Document section →
========================================================================
The characterization of the mt genomes of N. oiratianus and N. spathiger also allows a reassessment of the systematic relationships of nematodes within the Trichostrongyloidea using mt proteomic datasets. For many years, there has been considerable debate surrounding the systematics of members within the Trichostrongyloidea (including Haemonchidae, Cooperiidae, Trichostrongylidae, Molineidae and Dictyocaulidae) [47]. Given the controversy, concatenated mt proteomic/genomic datasets might be applied effectively to genetically characterize and compare Trichostrongyloid nematodes. The current work has provided insight into the phylogenetic relationships among Trichostrongyloid nematodes, however, many species of Trichostrongyloid nematodes are not represented. Expanding taxon sampling is therefore necessary for future phylogenetic studies of a wide range of Trichostrongyloidea using mt proteomic/genomic datasets.
========================================================================
Entries provided →
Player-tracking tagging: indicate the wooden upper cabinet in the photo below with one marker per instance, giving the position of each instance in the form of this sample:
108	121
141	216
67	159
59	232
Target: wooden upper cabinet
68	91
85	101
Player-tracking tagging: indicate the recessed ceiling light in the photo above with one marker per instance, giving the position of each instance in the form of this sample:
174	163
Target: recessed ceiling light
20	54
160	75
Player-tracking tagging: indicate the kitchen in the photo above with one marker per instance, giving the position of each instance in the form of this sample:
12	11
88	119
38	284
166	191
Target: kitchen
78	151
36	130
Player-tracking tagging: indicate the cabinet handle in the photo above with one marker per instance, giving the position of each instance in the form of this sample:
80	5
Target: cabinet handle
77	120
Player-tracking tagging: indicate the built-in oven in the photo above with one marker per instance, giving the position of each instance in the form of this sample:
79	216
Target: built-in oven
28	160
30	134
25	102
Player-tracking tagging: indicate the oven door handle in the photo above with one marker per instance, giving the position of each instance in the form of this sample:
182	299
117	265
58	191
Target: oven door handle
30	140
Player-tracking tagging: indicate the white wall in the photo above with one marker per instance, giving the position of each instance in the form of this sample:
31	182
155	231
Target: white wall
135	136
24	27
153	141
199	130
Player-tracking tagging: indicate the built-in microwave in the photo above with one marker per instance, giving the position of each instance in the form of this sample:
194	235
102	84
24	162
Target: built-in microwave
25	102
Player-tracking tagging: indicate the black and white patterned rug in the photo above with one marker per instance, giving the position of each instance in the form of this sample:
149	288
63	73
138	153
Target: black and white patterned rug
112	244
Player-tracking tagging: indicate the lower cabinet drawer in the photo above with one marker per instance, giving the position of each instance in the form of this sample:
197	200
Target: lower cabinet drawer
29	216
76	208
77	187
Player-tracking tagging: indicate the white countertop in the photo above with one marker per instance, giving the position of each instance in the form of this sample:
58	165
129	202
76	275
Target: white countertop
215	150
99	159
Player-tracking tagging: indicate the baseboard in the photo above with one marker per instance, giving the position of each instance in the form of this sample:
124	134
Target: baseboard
========================================================================
Work instructions →
(a) In the passage on Trichostrongyloid nematodes, what does the text say is needed for future phylogenetic studies of the Trichostrongyloidea?
(b) Pick up the passage on Trichostrongyloid nematodes after its last sentence and keep writing.
The data has no connection to the passage on Trichostrongyloid nematodes.

Answers for this exercise →
(a) Expanding taxon sampling.

(b)
Conclusions

The present study determined the complete mt genome sequences of N. oiratianus and N. spathiger. The mtDNA data presented here not only provide new mtDNA resources for a better understanding of nematode mt genomics and phylogeny, but also provide novel and useful genetic markers for studying diagnosis, population genetics, and molecular epidemiology of Nematodirus spp. in small ruminants.